Aim:
Copy out the listing below word for word, every line of it.

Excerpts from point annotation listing
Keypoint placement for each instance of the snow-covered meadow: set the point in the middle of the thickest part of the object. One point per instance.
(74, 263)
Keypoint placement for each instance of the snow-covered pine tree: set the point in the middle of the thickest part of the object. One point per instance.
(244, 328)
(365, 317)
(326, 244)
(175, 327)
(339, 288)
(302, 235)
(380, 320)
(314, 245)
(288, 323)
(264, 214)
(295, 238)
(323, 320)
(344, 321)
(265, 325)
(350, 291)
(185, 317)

Finished exercise:
Keypoint placement for each instance of the snow-covered meadow: set the point in the middle of the thickest part of the object. One point per instance.
(74, 263)
Keypoint placement for each instance of the snow-covered pine tree: set the point in the middle of the thickest part of the object. One point per instance.
(244, 328)
(365, 317)
(326, 244)
(175, 327)
(339, 288)
(302, 235)
(380, 320)
(314, 245)
(288, 323)
(264, 214)
(295, 238)
(323, 320)
(344, 321)
(265, 325)
(350, 291)
(185, 317)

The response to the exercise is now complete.